═════ INPUT
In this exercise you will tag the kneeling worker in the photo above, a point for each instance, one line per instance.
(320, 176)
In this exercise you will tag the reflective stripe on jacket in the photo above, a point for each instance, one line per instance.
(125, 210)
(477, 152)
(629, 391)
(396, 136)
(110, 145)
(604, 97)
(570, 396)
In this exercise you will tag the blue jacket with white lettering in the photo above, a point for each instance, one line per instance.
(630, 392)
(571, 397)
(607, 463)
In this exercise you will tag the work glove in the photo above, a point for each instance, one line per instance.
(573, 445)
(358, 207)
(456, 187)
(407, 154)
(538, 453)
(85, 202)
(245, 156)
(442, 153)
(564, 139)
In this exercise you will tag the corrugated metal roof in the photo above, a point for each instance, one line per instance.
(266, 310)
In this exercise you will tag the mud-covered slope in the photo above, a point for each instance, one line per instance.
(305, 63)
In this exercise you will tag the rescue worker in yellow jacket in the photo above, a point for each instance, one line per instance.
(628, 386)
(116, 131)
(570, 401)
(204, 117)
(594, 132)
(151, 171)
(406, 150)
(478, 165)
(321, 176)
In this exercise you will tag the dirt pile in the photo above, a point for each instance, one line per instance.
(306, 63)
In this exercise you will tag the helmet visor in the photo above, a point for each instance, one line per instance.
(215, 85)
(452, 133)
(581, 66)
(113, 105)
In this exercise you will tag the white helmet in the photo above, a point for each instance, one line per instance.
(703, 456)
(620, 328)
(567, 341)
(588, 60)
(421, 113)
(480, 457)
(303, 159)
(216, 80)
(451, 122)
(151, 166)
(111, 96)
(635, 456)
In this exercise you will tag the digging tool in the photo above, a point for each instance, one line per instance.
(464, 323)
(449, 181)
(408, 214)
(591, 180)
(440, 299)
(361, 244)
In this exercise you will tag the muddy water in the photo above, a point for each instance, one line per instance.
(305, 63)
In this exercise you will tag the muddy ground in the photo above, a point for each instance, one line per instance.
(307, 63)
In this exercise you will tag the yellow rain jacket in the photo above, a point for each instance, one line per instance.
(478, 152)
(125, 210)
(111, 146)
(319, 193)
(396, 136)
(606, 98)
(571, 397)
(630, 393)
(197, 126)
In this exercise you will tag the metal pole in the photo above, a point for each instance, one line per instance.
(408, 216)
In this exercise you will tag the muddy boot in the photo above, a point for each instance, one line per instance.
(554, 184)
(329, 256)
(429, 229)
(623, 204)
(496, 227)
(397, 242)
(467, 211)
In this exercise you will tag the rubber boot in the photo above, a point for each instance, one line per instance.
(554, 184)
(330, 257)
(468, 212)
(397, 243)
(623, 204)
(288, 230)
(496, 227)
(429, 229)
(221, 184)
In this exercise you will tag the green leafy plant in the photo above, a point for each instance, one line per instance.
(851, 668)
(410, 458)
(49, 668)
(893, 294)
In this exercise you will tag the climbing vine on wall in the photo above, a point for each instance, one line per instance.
══════════
INSTRUCTIONS FOR THE TASK
Every entry above needs to be quoted exactly.

OUTPUT OF THE EXERCISE
In this exercise you will tag the kneeling worker in the photo above, a point for each instance, one line per instance.
(320, 176)
In this exercise you will tag the reflective stripe on jacket in the photo above, a point for each instance, one line per instance.
(125, 210)
(477, 152)
(629, 391)
(396, 136)
(110, 145)
(604, 97)
(570, 396)
In this exercise you will tag the blue jacket with white lettering in the photo above, a point for each instance, one line per instance.
(630, 392)
(571, 397)
(607, 463)
In this exercise you will tag the work glove in the photo above, a point for each instance, one line per instance.
(573, 445)
(358, 207)
(456, 187)
(407, 154)
(538, 453)
(85, 202)
(245, 156)
(442, 153)
(564, 139)
In this exercise you will tag the corrugated metal roof in the photo above, a point for each instance, one line per instance.
(266, 310)
In this exercise you will tag the mud-covered slope in the photo above, a point for each instance, one line per instance.
(305, 63)
In this exercise you will tag the rescue worker in yellow jacket in the photo above, a point for each instance, one line per instance.
(628, 386)
(116, 131)
(570, 401)
(204, 117)
(594, 132)
(151, 171)
(406, 150)
(478, 165)
(321, 176)
In this exercise you will tag the dirt pile in the photo above, a point for each instance, one line per instance.
(306, 63)
In this exercise you will tag the helmet visor in the photo above, a point for each instance, one line per instance.
(215, 85)
(452, 133)
(581, 66)
(113, 105)
In this exercise you will tag the white helmet in the photo above, a point for each instance, one line per instance.
(703, 456)
(620, 328)
(567, 341)
(588, 60)
(421, 113)
(480, 457)
(303, 159)
(216, 80)
(451, 122)
(151, 166)
(111, 96)
(635, 456)
In this exercise you will tag the digging tool in the photo above, a point for each instance, one line per instance.
(464, 323)
(449, 181)
(408, 214)
(591, 180)
(440, 299)
(361, 244)
In this exercise you will tag the muddy water in the photo above, a point for each instance, one line per instance.
(305, 63)
In this exercise you will tag the muddy ground in the photo above, a point for each instance, one line per instance.
(307, 63)
In this exercise you will tag the yellow rain jacket in the photo above, a point for each instance, one line per instance.
(478, 152)
(125, 210)
(111, 146)
(319, 193)
(396, 136)
(606, 98)
(571, 397)
(630, 393)
(197, 126)
In this exercise you will tag the metal pole in the photo above, a point for each instance, one line per instance.
(408, 216)
In this exercise you will tag the muddy boot in the photo above, a point for each instance, one line per instance.
(554, 184)
(329, 256)
(429, 229)
(623, 204)
(496, 227)
(397, 242)
(467, 211)
In this exercise you will tag the rubber boot in the photo above, a point for each instance, one line per instance.
(554, 184)
(330, 257)
(468, 212)
(397, 243)
(623, 204)
(288, 230)
(496, 227)
(429, 229)
(221, 184)
In this exercise you will tag the green leafy plant in the photo above, a point for each instance, one line per instance.
(851, 668)
(410, 458)
(49, 668)
(893, 294)
In this exercise you will tag the climbing vine on wall in the photo above, a point for each instance, one line per instance.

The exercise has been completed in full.